=== Records ===
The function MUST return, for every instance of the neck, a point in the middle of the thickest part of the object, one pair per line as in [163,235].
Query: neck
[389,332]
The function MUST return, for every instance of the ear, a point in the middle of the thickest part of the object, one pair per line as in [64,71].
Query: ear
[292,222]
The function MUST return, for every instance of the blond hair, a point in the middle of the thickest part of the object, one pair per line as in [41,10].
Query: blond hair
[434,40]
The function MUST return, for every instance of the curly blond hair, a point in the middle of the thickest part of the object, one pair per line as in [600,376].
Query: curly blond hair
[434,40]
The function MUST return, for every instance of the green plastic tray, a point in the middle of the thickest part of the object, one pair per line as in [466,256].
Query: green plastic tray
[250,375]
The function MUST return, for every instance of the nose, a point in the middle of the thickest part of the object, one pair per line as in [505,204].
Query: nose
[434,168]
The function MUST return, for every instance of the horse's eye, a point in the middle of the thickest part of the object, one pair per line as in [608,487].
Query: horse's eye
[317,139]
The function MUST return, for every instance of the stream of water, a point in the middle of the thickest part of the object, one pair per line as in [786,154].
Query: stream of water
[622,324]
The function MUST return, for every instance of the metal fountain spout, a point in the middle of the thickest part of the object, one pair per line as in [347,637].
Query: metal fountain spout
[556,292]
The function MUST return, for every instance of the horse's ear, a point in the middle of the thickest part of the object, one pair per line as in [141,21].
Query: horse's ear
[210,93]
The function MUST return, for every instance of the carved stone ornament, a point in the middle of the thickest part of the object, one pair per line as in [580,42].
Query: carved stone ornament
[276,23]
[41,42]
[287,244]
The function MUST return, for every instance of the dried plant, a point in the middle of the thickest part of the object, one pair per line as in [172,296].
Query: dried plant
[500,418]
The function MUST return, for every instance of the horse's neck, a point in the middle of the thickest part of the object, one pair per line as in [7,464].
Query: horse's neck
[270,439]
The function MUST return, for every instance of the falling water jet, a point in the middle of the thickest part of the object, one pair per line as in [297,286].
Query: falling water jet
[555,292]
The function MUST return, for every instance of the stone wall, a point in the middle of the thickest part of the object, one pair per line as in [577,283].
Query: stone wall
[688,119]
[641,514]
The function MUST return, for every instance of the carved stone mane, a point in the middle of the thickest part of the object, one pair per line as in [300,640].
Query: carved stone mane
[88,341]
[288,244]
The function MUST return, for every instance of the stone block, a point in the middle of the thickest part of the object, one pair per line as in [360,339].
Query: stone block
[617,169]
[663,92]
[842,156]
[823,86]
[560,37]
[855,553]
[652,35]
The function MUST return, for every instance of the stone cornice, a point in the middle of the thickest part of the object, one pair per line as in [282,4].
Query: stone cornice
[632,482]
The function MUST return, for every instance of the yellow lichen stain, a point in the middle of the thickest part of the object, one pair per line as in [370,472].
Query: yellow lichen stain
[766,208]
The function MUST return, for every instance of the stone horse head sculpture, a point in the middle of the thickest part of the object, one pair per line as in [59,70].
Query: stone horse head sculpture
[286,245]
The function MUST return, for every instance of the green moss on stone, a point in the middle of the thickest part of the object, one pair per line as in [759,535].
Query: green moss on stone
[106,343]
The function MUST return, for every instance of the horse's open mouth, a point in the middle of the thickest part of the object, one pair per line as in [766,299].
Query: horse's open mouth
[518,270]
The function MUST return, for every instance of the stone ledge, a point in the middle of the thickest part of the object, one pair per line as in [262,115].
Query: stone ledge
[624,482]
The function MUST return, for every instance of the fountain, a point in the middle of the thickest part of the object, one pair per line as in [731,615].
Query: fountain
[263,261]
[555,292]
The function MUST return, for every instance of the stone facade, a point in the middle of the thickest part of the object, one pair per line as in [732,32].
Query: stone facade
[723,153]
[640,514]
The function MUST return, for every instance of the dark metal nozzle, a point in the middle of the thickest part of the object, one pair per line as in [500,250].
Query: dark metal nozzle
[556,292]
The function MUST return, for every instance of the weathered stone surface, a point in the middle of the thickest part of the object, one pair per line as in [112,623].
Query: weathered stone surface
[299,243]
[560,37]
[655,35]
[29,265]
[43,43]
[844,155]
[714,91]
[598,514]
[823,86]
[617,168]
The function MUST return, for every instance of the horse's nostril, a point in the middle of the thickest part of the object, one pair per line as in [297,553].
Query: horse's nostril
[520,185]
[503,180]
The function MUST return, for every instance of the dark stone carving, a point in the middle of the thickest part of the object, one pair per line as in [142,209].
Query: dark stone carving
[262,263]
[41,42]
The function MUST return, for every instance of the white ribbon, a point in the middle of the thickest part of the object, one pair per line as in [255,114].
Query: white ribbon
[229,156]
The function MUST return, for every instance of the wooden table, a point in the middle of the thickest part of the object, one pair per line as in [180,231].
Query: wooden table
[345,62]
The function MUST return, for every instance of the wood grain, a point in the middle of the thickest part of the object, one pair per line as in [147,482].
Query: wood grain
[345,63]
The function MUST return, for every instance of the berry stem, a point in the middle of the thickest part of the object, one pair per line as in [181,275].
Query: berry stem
===
## Stated problem
Write out the whole listing again, swapping each "thickest part" for "widest part" and keeping everything else the same.

## Exercise output
The function MUST return, for every instance of the neck, a point in the middle of the widest part of the object, one pair per line as in [163,235].
Query: neck
[389,332]
The function MUST return, for every instance of the ear, a point in the middle of the widest part of the object, one pair per line as in [64,71].
Query: ear
[292,222]
The function MUST return, for every instance of the blond hair, a point in the middle of the widest part of the object, one pair per line as in [41,10].
Query: blond hair
[434,40]
The function MUST return, for every instance of the curly blond hair, a point in the middle of the widest part of the object, one pair per line as in [600,376].
Query: curly blond hair
[434,40]
The function MUST return, for every instance of the green plastic tray, a point in the middle of the widest part of the object, one pair per line as in [466,256].
Query: green plastic tray
[250,375]
The function MUST return, for every instance of the nose, a point in the middle of the widest part of the object, one pair per line as in [505,204].
Query: nose
[434,168]
The function MUST return, for every instance of the horse's eye, a point in the middle of the widest part of the object, one pair per line as in [608,487].
Query: horse's eye
[317,139]
The function MUST return, for every instance of the stream of water, a point in the middle of the widest part of the object, one pair per line as in [786,154].
Query: stream of water
[622,324]
The function MUST return, for every instance of the metal fountain spout, a point in the middle of the widest part of the object, one pair per line as in [347,637].
Query: metal fountain spout
[556,292]
The function MUST return, for every instance of the horse's ear, a point in the middle of the widest part of the object, one pair per line as in [141,21].
Query: horse's ear
[210,93]
The function MUST return, for every instance of the carved stone ornament, a point in the middle of the widest part of the object, one pair per line as in [580,42].
Query: carved stone ornament
[276,23]
[41,42]
[287,244]
The function MUST return, for every instance of the dried plant, a point in the middle of the widest part of the object, one pair per line as in [172,296].
Query: dried plant
[500,418]
The function MUST return, for every instance of the horse's neck, a point in the middle of the widest part of the object, one pair per line as in [7,464].
Query: horse's neck
[270,439]
The function MUST return, for every instance of the falling water jet, a point in the middle of the widest part of the object, one pair per line as in [297,286].
Query: falling water jet
[555,292]
The function MUST return, for every instance of the stone wall, a point in the middle of the widest part of the object, one pair per line as in [577,283].
Query: stone wall
[688,119]
[641,514]
The function MUST return, for every instance of the carved stone mane, a point in the middle of the widest part of the object, one pair per line as in [300,640].
Query: carved stone mane
[88,341]
[288,244]
The function MUST return, for every instance of the stone block, a point in the middle of the widest part of the object, one pair per line as in [360,339].
Query: stone block
[617,169]
[663,92]
[842,156]
[823,86]
[560,37]
[855,553]
[652,35]
The function MUST return, for every instance of the stone cornice, a point in the middle of the widest part of the object, one pair per line as in [282,4].
Query: stone cornice
[632,482]
The function MUST return, for every instance of the yellow lichen stain, a point in the middle of the widest part of the object, one pair per line as in [370,472].
Query: yellow lichen stain
[766,208]
The function MUST return, for every instance of the stone horse head sculpture, a point in the middle of the widest part of the object, one pair per line as in [59,70].
Query: stone horse head sculpture
[286,245]
The function MUST return, for every instance of the green moss on stone, a point in the middle of the widest part of the object, one pair per line as in [759,535].
Query: green moss on stone
[106,343]
The function MUST return, for every instance of the horse's open mouth, a point in the middle of the widest part of the object, one pair per line as in [766,299].
Query: horse's open mouth
[518,270]
The function MUST return, for every instance of the stone ledge, a point in the middle of the widest part of the object, one pair per line as in [262,115].
Query: stone ledge
[624,482]
The function MUST return, for every instance of the fountain, a point in the middle of the widest part of the object, one pair per line as in [731,615].
Query: fountain
[263,261]
[555,292]
The function MUST return, for every instance of the stone facade, a point in the middle of the widest part of the object, one pair per line as in [732,32].
Query: stone facade
[723,153]
[640,514]
The function MUST return, for every instance of the dark metal nozzle, a point in the middle of the widest part of the object, one pair per line as in [500,250].
Query: dark metal nozzle
[556,292]
The function MUST return, for every instance of the weathered stone surface, a point in the middle of the widest part of the object, one pair per line as in [112,623].
Query: weathered stone surface
[299,243]
[560,37]
[655,35]
[29,265]
[43,43]
[844,155]
[714,91]
[598,514]
[823,86]
[617,168]
The function MUST return, for every instance of the horse's nostril, a point in the middle of the widest part of the object, one pair per line as in [297,553].
Query: horse's nostril
[520,185]
[503,180]
The function MUST return, for every instance of the dark stone carving, a point in the middle of the widest part of the object, one pair per line as in [142,209].
Query: dark stone carving
[262,263]
[41,42]
The function MUST return, for every instance of the white ribbon, a point in the middle of the widest part of the object, one pair per line as in [255,114].
Query: white ribbon
[229,156]
The function MUST return, for every instance of the wooden table, a point in the middle of the widest part of the object, one pair per line as in [180,231].
Query: wooden table
[345,62]
The function MUST return, for every instance of the wood grain, a point in the middle of the widest part of the object, one pair per line as in [147,482].
Query: wood grain
[345,63]
The function MUST return, for every instance of the berry stem, a point in the middle of the widest part of the object, one pair per line as in [181,275].
Query: berry stem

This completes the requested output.